**EXERCISE BRIEF**:
Copy the passage of the dog dehydration article from "You know it" up to and including "of Veterinary Medicine.", word for word.

**SELECTED EXTRACT**:
Is your dog not getting enough water? Here’s how you can tell and what you can do about it.
You know it when you see it, or maybe, in fact, you hear it first: Your panting, tongue-out, dehydrated dog needs a drink after some fun playtime outside.
Getting your puppy rehydrated might be just as simple as refilling his water bowl, but if that doesn't work, it might be time to break out the ice cubes or chicken broth. (Seriously.)
Here's what else you need to know about dehydration in dogs, including, causes, symptoms, and how to get your dog feeling better again, courtesy of Michelle Moyal, DVM and lecturer in primary care surgery at Cornell University's College of Veterinary Medicine.
You'll find some of the same causes of dog dehydration as you will in cats. Moyal says:
- Excessive panting from heat, exercise, or both
- Loss of appetite
- Kidney disease
- Conditions that make the dog urinate more, like a condition of the adrenal gland such as Addisons disease
In short, anything that causes fluids to leave your dog—whether through sweat, urine, vomit, or diarrhea—puts your dog at risk of being dehydrated.
"These are the things that your vet knows about because hopefully they see your pet routinely, and they can help … give you things to look for at home," Moyal says.
There are three pretty obvious ones: vomiting, diarrhea, and panting. Dogs will pant when they're trying to cool off after exercise or wandering around outside when it's hot.

**SOURCE DATA**:

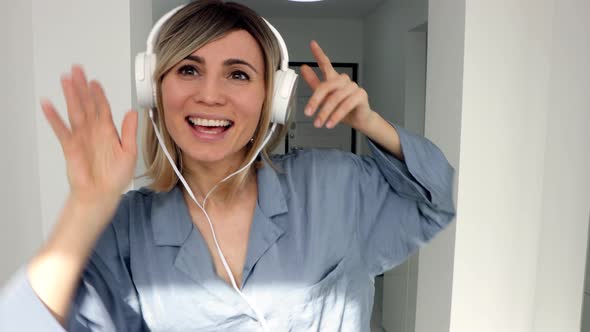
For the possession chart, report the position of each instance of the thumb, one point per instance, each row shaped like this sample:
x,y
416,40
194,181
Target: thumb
x,y
129,132
310,76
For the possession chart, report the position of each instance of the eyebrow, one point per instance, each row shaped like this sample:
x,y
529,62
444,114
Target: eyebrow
x,y
228,62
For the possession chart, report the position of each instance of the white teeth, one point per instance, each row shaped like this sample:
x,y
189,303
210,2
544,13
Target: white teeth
x,y
209,122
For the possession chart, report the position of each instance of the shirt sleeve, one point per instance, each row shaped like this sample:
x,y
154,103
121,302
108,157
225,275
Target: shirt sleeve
x,y
105,299
402,204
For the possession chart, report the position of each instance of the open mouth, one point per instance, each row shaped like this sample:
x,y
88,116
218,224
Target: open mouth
x,y
208,126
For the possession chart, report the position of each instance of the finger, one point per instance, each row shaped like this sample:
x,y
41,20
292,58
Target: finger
x,y
57,124
81,86
322,91
129,132
334,101
75,114
101,103
310,77
323,61
345,107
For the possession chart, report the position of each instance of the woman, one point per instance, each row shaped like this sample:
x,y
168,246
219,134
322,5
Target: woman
x,y
291,243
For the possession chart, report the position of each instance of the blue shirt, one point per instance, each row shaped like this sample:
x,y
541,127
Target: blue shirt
x,y
324,226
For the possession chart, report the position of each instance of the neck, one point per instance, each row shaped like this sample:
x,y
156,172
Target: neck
x,y
204,176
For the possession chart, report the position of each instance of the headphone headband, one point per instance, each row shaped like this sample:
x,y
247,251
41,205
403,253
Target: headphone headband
x,y
283,89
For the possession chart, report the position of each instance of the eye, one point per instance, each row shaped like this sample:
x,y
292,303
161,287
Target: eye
x,y
187,70
240,75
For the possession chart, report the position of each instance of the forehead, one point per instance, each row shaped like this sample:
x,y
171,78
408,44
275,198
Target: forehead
x,y
238,44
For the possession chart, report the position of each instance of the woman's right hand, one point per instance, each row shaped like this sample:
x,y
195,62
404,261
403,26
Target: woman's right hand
x,y
100,165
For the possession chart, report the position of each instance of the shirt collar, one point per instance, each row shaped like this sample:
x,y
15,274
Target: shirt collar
x,y
171,220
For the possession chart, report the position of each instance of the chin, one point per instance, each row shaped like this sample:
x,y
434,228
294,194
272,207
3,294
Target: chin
x,y
211,154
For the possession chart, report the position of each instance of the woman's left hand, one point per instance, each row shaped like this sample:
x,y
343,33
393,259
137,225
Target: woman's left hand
x,y
339,97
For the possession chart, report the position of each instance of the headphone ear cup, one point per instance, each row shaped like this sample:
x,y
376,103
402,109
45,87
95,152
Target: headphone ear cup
x,y
144,86
283,92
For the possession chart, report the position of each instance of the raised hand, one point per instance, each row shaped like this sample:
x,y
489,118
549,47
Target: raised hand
x,y
100,164
339,97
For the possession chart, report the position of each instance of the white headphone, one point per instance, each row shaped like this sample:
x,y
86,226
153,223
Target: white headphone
x,y
284,79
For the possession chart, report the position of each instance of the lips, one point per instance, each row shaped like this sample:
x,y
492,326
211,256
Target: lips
x,y
207,129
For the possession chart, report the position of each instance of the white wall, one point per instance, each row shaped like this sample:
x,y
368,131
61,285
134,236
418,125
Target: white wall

**EXPECTED ANSWER**:
You know it when you see it, or maybe, in fact, you hear it first: Your panting, tongue-out, dehydrated dog needs a drink after some fun playtime outside.
Getting your puppy rehydrated might be just as simple as refilling his water bowl, but if that doesn't work, it might be time to break out the ice cubes or chicken broth. (Seriously.)
Here's what else you need to know about dehydration in dogs, including, causes, symptoms, and how to get your dog feeling better again, courtesy of Michelle Moyal, DVM and lecturer in primary care surgery at Cornell University's College of Veterinary Medicine.